SOURCE INFORMATION >>
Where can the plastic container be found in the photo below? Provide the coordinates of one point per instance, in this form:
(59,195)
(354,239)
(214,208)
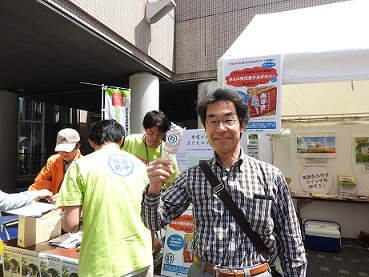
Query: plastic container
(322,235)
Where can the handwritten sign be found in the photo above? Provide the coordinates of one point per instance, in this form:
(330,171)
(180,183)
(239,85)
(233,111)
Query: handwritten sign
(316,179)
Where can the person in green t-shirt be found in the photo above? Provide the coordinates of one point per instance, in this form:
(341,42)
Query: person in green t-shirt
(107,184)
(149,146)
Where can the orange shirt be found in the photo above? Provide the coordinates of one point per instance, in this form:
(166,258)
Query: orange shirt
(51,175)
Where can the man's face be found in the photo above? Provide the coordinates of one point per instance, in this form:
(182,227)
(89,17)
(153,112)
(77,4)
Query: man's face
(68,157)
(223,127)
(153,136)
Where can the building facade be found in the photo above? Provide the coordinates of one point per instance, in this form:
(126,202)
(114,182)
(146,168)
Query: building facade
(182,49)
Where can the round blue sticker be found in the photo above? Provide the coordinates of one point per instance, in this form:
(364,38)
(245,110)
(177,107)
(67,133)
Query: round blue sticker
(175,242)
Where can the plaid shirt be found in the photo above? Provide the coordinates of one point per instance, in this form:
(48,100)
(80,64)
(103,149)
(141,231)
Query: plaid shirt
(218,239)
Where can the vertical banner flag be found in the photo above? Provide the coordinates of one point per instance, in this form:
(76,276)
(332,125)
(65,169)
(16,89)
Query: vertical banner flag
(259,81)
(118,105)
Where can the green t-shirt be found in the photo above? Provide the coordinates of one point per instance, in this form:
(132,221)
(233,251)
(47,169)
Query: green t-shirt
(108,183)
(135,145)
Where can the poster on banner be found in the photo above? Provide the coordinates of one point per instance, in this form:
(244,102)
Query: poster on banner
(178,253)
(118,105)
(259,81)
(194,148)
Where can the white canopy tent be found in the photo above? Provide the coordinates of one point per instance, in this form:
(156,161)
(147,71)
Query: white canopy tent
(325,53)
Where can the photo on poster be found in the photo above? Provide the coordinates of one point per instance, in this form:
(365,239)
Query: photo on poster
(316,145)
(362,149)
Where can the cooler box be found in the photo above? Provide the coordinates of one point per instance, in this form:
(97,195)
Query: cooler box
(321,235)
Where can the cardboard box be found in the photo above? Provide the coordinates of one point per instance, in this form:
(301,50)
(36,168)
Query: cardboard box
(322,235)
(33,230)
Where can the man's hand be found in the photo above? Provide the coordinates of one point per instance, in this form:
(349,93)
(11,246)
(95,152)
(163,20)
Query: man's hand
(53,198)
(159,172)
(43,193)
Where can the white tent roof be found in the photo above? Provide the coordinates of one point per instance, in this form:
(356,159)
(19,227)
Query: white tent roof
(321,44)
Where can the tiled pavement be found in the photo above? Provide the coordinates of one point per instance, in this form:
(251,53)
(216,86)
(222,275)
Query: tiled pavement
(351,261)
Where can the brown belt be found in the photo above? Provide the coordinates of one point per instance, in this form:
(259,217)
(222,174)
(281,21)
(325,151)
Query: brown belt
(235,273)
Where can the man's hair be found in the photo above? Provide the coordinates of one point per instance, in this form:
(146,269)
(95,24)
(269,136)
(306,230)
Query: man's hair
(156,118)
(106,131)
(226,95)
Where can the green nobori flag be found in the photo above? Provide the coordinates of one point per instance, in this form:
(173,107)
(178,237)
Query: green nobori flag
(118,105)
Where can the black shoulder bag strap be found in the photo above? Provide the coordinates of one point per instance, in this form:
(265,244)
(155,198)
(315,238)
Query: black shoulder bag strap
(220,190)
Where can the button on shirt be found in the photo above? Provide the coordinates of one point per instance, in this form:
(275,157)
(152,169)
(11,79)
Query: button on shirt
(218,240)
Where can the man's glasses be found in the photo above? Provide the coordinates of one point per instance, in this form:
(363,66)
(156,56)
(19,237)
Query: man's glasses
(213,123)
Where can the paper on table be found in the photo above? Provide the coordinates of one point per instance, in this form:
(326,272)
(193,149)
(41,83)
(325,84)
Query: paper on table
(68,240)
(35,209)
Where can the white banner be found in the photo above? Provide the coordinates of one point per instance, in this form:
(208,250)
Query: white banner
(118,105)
==
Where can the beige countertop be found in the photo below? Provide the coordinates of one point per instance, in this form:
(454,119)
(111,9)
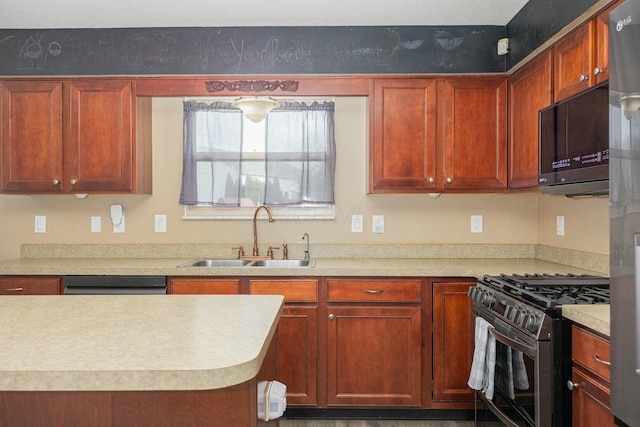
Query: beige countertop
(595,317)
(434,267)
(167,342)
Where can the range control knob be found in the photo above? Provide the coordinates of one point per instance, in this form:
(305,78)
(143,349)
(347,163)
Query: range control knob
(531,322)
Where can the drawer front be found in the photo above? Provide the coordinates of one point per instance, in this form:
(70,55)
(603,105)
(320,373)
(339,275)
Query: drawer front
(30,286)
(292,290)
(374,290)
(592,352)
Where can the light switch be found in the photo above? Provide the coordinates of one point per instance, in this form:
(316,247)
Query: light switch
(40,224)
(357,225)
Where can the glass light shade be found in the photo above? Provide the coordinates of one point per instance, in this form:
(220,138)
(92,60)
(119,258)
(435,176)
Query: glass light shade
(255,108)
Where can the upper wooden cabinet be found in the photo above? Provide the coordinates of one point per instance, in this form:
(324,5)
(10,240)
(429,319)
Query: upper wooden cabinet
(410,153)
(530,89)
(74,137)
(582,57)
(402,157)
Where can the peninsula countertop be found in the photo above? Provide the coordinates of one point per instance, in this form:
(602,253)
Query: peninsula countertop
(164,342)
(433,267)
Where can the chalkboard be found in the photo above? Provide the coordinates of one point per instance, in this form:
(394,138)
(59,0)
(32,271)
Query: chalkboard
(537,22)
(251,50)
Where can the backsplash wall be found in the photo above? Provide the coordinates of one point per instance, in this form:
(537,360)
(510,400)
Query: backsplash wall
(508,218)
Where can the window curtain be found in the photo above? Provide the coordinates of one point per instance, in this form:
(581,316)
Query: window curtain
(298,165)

EXERCISE INSTRUCTIONS >>
Report only how many lines of the listing hold the word "below".

RESPONSE TO THE TASK >>
2